» Passage for review:
______

The vast majority of all farm animals come into the world healthy, strong and without the need for any human intervention. And for the most part Mother Nature does a pretty good job when given a fair chance. But with that said, there really is no such thing as a 100% guarantee when it comes to living things.
Usually when a baby farm animal is born the umbilical cord will break without any assistance. The baby’s mother will tend to the cord with licking and nibbling while the cleansing stage of her labor is completed (the evacuation of the placenta) .
There really isn’t ever a need to cut an umbilical cord unless the cord seems to be overly long and is dragging on the ground collecting manure and dirt. If the cord is too long and you want to cut it, some people will use clean scissors dipped in alcohol for large livestock, followed up with a sturdy tie on the cord. The umbilical cords of small ruminants can be shortened without scissors by simply being pinched off with two fingers right where the cords needs shortened. It’s a little like pinching slimy wet spaghetti.
One problem that is more or less preventable is something called “navel ill” or “joint ill”.
Joint ill is a serious bacterial infection and a common cause of lameness in neonatal foals, calves, lambs and goat kids. The infection enters the body by way of the navel and is usually caused by strains of E. coli and Streptococcus. These bacteria tend to thrive in damp, dirty bedding and muddy paddocks or yards. Navel ill is less common when animals are born outdoors on clean open pasture.
Navel ill always requires prompt medical treatment with a long acting antibiotic. It can be fatal if not caught in time.
Often baby animals that do recover from navel-ill fail to thrive or sustain permanent damage to their joints, eyes, heart, brain or other organs.
The symptoms of navel ill are:
- Joint stiffness
- Warm or hot joints
- Redness or pus around the navel
- Loss of appetite
The best way to prevent navel ill is by dipping or applying iodine to the umbilical cords of newborn farm animals.

______

» Extracted records:
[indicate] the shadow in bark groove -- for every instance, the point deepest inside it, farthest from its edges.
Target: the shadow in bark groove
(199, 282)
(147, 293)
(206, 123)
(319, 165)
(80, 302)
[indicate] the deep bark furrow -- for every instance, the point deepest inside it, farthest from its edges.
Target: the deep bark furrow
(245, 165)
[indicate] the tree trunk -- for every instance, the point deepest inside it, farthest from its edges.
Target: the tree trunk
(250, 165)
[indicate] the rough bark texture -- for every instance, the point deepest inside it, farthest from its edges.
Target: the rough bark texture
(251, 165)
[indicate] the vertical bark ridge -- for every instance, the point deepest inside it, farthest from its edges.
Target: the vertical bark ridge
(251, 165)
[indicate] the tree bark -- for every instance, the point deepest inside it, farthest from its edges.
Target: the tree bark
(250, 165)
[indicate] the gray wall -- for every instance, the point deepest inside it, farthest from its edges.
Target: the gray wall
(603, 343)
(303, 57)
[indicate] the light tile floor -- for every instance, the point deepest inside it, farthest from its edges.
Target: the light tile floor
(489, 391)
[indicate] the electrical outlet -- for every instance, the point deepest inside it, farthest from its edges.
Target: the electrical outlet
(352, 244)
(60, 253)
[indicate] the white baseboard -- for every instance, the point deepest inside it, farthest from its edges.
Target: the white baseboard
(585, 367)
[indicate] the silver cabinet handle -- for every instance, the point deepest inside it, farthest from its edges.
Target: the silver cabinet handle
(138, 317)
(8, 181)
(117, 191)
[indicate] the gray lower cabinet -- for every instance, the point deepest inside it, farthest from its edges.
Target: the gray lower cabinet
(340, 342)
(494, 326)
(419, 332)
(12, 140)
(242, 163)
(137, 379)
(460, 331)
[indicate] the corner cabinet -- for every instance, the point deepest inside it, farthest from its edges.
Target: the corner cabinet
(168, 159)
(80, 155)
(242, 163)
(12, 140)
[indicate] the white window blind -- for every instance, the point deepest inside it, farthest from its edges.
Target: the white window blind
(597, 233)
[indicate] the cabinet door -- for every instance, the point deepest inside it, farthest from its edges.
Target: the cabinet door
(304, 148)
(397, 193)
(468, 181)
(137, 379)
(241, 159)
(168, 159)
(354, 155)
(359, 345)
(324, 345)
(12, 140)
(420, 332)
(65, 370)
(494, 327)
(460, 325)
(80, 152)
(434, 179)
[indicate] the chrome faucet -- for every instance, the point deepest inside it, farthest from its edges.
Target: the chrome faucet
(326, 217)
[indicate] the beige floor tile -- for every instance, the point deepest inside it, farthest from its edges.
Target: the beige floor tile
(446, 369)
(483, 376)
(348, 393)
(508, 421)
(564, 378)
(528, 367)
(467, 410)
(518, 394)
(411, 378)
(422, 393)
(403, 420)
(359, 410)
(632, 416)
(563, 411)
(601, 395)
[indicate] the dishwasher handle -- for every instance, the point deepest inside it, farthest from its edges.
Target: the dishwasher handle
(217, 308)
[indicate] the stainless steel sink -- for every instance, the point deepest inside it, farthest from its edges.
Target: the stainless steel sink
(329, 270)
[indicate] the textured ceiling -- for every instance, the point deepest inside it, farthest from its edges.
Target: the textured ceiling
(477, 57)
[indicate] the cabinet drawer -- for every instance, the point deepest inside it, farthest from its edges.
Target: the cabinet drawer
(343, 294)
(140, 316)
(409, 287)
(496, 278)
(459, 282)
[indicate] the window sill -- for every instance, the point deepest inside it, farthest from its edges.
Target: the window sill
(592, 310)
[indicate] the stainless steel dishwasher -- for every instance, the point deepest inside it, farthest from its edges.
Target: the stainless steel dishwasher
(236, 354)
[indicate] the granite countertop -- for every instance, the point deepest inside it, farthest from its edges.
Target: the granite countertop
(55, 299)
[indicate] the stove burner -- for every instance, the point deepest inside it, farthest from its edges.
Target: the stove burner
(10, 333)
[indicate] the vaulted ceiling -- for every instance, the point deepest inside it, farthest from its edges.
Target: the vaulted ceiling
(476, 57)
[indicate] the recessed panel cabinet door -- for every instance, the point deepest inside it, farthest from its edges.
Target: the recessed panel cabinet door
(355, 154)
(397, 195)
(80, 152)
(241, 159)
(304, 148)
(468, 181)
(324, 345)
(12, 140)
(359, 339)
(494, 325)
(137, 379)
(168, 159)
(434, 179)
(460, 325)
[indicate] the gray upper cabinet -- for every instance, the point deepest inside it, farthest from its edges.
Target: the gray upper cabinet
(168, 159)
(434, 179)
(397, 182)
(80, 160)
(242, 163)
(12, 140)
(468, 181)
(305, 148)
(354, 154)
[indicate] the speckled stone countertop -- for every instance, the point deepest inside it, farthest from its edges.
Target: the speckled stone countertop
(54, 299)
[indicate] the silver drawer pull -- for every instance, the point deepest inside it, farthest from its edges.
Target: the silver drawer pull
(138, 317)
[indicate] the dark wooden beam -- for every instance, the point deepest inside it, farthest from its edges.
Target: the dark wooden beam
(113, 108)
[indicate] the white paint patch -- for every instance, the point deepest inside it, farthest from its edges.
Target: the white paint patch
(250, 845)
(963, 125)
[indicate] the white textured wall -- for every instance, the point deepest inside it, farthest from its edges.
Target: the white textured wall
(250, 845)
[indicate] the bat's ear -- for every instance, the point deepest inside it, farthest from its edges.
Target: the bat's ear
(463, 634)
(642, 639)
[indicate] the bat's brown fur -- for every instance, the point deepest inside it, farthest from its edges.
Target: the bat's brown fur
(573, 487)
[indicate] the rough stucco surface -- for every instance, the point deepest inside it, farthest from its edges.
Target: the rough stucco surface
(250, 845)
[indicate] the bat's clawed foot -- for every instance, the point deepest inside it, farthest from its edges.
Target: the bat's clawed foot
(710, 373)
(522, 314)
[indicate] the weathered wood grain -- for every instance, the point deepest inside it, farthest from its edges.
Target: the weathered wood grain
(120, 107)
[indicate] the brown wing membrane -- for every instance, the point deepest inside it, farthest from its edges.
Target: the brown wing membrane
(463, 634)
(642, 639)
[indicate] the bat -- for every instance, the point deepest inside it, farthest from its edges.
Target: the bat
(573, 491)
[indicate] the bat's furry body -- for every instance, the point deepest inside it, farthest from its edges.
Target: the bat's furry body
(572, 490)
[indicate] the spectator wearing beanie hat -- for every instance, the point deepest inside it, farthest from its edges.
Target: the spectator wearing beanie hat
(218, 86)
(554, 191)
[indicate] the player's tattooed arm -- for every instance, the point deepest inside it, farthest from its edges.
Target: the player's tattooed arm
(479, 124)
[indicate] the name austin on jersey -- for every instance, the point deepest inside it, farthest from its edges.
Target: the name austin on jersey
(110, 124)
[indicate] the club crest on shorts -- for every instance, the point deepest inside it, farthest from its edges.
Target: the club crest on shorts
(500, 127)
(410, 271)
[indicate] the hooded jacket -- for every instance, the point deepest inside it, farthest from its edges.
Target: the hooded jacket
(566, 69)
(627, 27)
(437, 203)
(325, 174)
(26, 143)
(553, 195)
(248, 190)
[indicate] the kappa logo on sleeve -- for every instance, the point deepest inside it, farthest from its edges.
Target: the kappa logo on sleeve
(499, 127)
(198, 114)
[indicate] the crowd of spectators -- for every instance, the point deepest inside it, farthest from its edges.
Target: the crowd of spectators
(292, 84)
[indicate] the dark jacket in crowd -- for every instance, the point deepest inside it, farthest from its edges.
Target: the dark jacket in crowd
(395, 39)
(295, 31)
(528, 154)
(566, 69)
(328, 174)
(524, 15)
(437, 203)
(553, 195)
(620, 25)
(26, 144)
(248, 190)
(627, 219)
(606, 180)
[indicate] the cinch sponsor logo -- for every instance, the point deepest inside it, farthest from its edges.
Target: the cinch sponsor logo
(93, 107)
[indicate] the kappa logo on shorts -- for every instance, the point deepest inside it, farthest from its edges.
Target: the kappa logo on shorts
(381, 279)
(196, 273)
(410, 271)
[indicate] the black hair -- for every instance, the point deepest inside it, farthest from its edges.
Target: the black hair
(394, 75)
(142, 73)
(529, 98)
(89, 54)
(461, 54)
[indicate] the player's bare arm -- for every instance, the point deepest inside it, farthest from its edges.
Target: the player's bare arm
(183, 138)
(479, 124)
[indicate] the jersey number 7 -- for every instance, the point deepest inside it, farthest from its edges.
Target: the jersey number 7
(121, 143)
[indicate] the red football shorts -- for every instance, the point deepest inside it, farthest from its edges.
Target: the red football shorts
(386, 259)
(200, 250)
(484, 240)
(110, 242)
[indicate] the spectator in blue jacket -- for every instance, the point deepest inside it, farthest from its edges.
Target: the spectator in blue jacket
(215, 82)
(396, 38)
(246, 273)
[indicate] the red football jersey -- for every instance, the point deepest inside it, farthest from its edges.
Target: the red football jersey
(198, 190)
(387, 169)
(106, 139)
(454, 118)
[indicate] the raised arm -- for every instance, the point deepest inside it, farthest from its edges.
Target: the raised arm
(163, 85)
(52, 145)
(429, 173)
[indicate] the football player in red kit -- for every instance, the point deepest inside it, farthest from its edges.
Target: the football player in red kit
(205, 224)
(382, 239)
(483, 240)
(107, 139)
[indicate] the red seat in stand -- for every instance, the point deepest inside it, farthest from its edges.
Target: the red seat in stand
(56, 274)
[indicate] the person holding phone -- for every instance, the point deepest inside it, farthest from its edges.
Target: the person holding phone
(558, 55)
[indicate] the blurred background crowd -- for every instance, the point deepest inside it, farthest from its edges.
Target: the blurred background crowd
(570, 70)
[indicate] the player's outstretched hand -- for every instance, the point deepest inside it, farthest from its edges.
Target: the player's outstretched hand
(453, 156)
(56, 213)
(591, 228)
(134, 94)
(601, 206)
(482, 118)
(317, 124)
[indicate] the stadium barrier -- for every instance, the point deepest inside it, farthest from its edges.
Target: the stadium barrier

______

» Exercise tasks:
- A) According to the text on navel ill in newborn farm animals, which bacteria usually cause the infection?
- B) Continue the text on navel ill in newborn farm animals, picking up after its final sentence.

» Set of answers:
- A) Strains of E. coli and Streptococcus.

- B)
In livestock the wet umbilical cord makes a perfect wick for bacteria to enter the body when it’s dragged along the ground or when the baby lays on dirty bedding or in a muddy yard.
Ensuring that all animals give birth in a clean, dry environment will significantly reduce the risk of navel- ill.
The application of an iodine navel dip or other disinfectant to the umbilical cord and navel area as soon as possible after birth will also reduce the risk of bacteria entering the body via the navel. Iodine disinfects and drys up the cord and navel area.
If I can lift the animal I apply iodine directly to the navel area with a small wide mouth bottle. Spray bottle iodine works for larger farm animal babies like calves or foals. The important thing to remember is that the navel area should be well saturated with the iodine or disinfectant. I never hesitate to re-apply iodine if the cord does not seem to be drying up within a day or so.
And speaking of neonatal health and welfare; it is imperative that all newborn animals receive colostrum milk (mothers’ first milk) within 6 hours of birth. The colostrum milk is full of maternal antibodies and will help protect young animals against disease. A belly full of colostrum can maintain a healthy baby even when the environmental conditions are less than ideal.
Good animal management practices, sanitation and old-fashioned common sense will go a long way in helping newborn livestock get off to a good start.